■ **Goal**:
Transcribe all of the material below word for word and leave out its pictures.

■ **Lines of data**:
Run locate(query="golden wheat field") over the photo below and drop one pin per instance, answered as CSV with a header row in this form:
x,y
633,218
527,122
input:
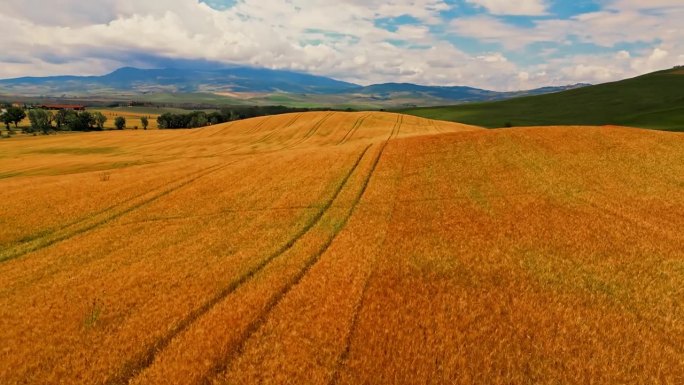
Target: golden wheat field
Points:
x,y
343,248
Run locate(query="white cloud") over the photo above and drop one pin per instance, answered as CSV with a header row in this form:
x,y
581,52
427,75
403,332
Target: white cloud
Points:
x,y
509,7
340,39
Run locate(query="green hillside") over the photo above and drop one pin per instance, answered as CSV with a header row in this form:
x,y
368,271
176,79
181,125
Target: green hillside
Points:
x,y
654,101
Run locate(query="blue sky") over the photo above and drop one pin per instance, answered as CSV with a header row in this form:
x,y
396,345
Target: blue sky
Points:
x,y
495,44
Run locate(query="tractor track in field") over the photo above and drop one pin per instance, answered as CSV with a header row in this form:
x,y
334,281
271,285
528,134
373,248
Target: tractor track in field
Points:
x,y
258,126
273,132
310,263
136,365
311,132
342,359
358,123
260,320
86,224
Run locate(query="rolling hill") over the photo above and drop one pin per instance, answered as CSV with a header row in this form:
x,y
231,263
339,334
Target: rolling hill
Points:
x,y
343,248
653,101
244,85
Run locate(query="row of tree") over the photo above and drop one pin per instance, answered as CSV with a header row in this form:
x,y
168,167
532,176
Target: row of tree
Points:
x,y
63,120
198,119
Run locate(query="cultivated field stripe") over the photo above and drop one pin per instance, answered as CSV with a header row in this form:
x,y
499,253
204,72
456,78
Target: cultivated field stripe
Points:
x,y
342,359
312,131
353,129
258,126
137,365
98,220
273,132
275,300
310,262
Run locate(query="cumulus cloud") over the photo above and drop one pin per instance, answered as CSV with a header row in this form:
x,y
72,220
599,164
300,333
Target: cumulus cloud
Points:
x,y
508,7
341,39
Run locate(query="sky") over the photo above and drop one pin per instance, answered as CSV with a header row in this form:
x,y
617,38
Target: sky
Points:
x,y
493,44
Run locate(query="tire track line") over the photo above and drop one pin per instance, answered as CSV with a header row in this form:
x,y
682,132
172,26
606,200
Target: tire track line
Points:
x,y
309,264
311,132
353,130
285,127
259,125
98,220
342,359
136,365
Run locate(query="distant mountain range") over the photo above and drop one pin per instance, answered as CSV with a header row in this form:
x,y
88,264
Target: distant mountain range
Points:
x,y
654,100
245,85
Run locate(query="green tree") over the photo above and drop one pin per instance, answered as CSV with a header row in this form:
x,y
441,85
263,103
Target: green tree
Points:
x,y
16,115
60,118
100,120
7,120
41,121
120,122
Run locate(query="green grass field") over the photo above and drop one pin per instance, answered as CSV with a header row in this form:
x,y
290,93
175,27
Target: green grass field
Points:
x,y
654,101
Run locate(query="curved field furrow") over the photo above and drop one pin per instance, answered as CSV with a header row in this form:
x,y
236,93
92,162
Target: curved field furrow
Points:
x,y
311,132
418,251
353,129
138,364
100,218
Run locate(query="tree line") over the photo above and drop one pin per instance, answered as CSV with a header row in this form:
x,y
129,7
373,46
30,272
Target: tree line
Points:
x,y
198,119
44,121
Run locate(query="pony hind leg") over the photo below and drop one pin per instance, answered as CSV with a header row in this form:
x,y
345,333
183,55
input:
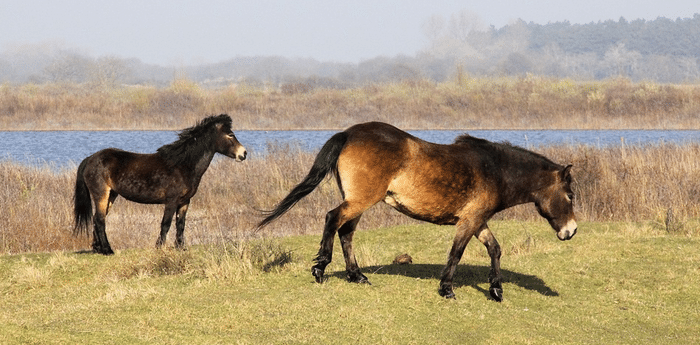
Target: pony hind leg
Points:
x,y
342,217
465,231
180,225
494,249
165,223
345,233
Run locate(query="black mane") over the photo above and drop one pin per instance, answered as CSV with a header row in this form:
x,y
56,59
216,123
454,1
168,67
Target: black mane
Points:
x,y
194,141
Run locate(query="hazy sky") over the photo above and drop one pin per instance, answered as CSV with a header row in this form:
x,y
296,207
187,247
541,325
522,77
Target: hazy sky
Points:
x,y
179,32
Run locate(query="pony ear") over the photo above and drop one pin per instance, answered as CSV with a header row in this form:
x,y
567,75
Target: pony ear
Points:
x,y
566,174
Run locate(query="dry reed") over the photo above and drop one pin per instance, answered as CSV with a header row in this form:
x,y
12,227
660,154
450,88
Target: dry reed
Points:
x,y
511,103
657,183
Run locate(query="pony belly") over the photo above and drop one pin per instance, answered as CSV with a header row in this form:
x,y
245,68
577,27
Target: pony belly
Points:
x,y
428,212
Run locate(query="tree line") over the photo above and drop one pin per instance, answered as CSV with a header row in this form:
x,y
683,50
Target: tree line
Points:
x,y
661,50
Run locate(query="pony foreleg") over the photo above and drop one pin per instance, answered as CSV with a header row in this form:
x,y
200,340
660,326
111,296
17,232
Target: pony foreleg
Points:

■ **Complete response**:
Run locate(query="golden wheat field") over the photo below and drop one pin per instance, answered as CSV with a header row in this form:
x,y
633,218
527,122
input:
Target: golden wheat field
Points:
x,y
343,248
Run locate(query="white cloud") over the photo above and drop one pin per instance, answered as CSV with a header row in this form:
x,y
581,52
427,75
403,332
Target: white cloud
Points:
x,y
509,7
340,39
Run locate(query="green hillside") over the photo above and drop one pin per instance, answered as CSV with a header row in this form:
x,y
368,271
176,79
181,125
Target: green hillside
Points:
x,y
654,101
Run locate(query="blue sky") over the photo above and drop one pin per instance, answered as CSV with a header row in this form:
x,y
396,345
Target: blue sky
Points:
x,y
495,44
Run locate(query="tractor track in field") over the photo above and drop one pin per instance, answered as CSV with a header row in this form:
x,y
334,281
271,285
528,134
373,248
Target: tractor track in field
Points:
x,y
258,126
273,132
310,263
136,365
311,132
342,359
358,123
260,320
86,224
Run locate(query="rolling hill") over the photo above and drop one pin per instance, answered as CSV with a header row in this form:
x,y
231,263
339,334
Target: rolling hill
Points:
x,y
343,248
653,101
244,85
Run locate(query="row of tree") over the photo above and drop one pin per instance, answered as CSV with a header row in this form:
x,y
168,167
532,176
Target: row of tree
Points:
x,y
63,120
198,119
Run locate(query="cultivated field stripe") over the photo above and drop one pin per instance, answered as CSV with a header row in this form:
x,y
499,253
204,72
456,78
Target: cultivated field stripe
Points:
x,y
342,359
312,131
353,129
258,126
137,365
98,220
273,132
275,300
310,262
Run locate(query="cumulus cloud") over the photo above and drop one pin per instance, answered as CSV with a header row in this form:
x,y
72,220
599,164
300,333
Target: cumulus cloud
Points:
x,y
508,7
341,39
Run locate(query="sky") over the photo above and drop one pin per instance, answered as CSV with a header row in this form:
x,y
617,38
Target: sky
Points:
x,y
493,44
Run locate(query="tire track line") over the photo above and drop one pin per instance, answered as CSV with a header row in this form:
x,y
682,132
172,26
606,200
Target: tire track line
Points:
x,y
309,264
311,132
353,130
285,127
259,125
98,220
342,359
136,365
Run locate(query="distant mountain range") over the photo above and drop one pin per instance, answered as CSV with a header row in this form:
x,y
88,264
Target: distant mountain range
Points:
x,y
654,100
245,85
Run locate(query="green tree") over the photo above and drop one pin per instance, answered as CSV with a header row in this form:
x,y
441,85
263,103
Target: green tree
Points:
x,y
16,115
60,118
100,120
7,120
41,121
120,122
Run locate(query="green grass field") over the photo above and drop one pin per instance, answered as CSV with a header row in this form:
x,y
290,93
175,27
Target: green grass field
Points:
x,y
654,101
Run locate(query="curved field furrow") over the photo above and drop one pin per instance, answered as CSV with a header row in this form:
x,y
236,93
92,162
Target: curved field furrow
Points:
x,y
311,132
418,251
353,129
138,364
100,218
Run locate(query="tree line") over the photo above and drop one pin per instance, answered as CSV with a header row in this form:
x,y
129,7
373,46
30,272
Target: tree line
Points:
x,y
198,119
44,121
Run locate(query="pony hind leg") over the photo below and drop one pin per instance, answered as CSV with a header row in this form:
x,y
345,333
183,55
input:
Target: pony hind leg
Points:
x,y
342,217
465,231
180,225
494,249
165,223
345,233
Run locate(query="black mane") over the photo above and drop one pin per instance, answered as CSV with a header row in this form:
x,y
56,59
216,123
454,1
168,67
Target: black mane
Points:
x,y
194,141
Run locate(query="hazy sky") over the photo above and drop one pin per instance, answered as CSV with a header row in this form:
x,y
296,207
187,247
541,325
522,77
Target: hazy sky
Points:
x,y
179,32
Run locate(query="pony ear") over the photo above and drop one pin per instance, answered as CSV with a header row in this form:
x,y
567,75
Target: pony ear
Points:
x,y
566,174
Run locate(query="dry reed") over the photo above and drop one pin per instance, answered as CSV with a header row in this form:
x,y
12,227
660,154
450,88
Target: dry reed
Points:
x,y
511,103
657,183
Run locate(query="pony belly") over the photo above and drop one pin per instance, answered as CSV with a header row in this form:
x,y
245,68
577,27
Target: pony belly
Points:
x,y
428,212
Run locate(query="tree line") over the photo above and drop one pin per instance, answered as CSV with a header row in this form:
x,y
683,50
Target: tree line
Points:
x,y
661,50
Run locate(query="pony foreleg") over the photo above and drop one pin per instance, answered as CSV with a header row in this form:
x,y
200,340
660,326
111,296
17,232
Target: pony foreleg
Points:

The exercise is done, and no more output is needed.